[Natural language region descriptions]
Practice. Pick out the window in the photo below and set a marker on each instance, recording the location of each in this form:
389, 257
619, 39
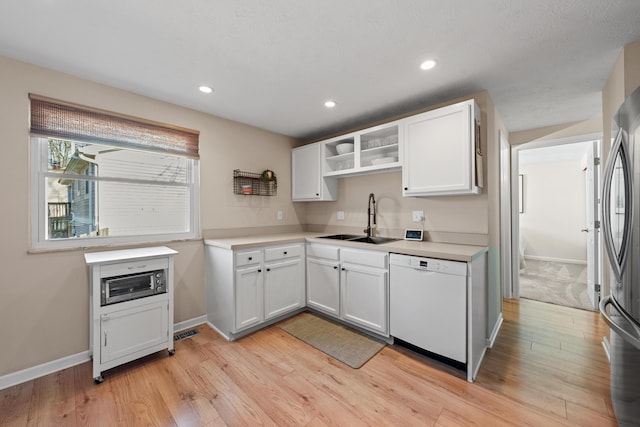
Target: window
93, 190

WHAT IS BEING ASKED.
Please, without any pictures, print each entry exactly.

RESPONSE TO THIS EXERCISE.
Practice. Pick out the window in the photo below and set a marker on each instance, recording the location of each in this form:
389, 257
619, 39
Target: window
93, 190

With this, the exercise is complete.